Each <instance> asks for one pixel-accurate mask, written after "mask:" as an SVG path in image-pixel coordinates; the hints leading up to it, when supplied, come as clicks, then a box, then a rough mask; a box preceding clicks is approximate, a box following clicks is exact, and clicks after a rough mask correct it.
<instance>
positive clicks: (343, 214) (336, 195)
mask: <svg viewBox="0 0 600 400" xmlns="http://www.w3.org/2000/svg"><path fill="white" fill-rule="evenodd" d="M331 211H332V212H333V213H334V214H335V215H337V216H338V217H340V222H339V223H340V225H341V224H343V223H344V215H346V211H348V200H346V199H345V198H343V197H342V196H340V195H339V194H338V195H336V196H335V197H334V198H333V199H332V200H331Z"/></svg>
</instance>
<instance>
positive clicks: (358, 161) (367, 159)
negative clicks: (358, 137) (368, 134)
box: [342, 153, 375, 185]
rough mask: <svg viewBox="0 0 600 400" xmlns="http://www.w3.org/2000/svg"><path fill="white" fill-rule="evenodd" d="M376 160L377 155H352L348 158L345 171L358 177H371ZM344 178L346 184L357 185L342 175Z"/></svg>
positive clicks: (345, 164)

Aim of the exercise | The listing above must be written out again in its entirety, exactly as given.

Output for this exercise |
Each <instance> asks for one pixel-accurate mask, written after "mask:" as an SVG path in image-pixel coordinates; the hints leading up to it, when supplied, come as clicks, then a box, then a rough mask; a box preceding clicks is approximate, a box following clicks is exact, and clicks after a rough mask correct it.
<instance>
positive clicks: (343, 214) (336, 195)
mask: <svg viewBox="0 0 600 400" xmlns="http://www.w3.org/2000/svg"><path fill="white" fill-rule="evenodd" d="M331 211H332V212H333V213H334V214H335V215H337V216H338V217H340V222H339V223H340V225H341V224H343V223H344V215H346V211H348V200H346V199H345V198H343V197H342V196H340V195H339V194H338V195H336V196H335V197H334V198H333V199H332V200H331Z"/></svg>
</instance>
<instance>
positive clicks: (358, 161) (367, 159)
negative clicks: (358, 137) (368, 134)
box: [342, 153, 375, 185]
rough mask: <svg viewBox="0 0 600 400" xmlns="http://www.w3.org/2000/svg"><path fill="white" fill-rule="evenodd" d="M376 160L377 155H352L348 158L345 171L358 177H371ZM344 178L346 184L357 185L342 175Z"/></svg>
positive clicks: (345, 164)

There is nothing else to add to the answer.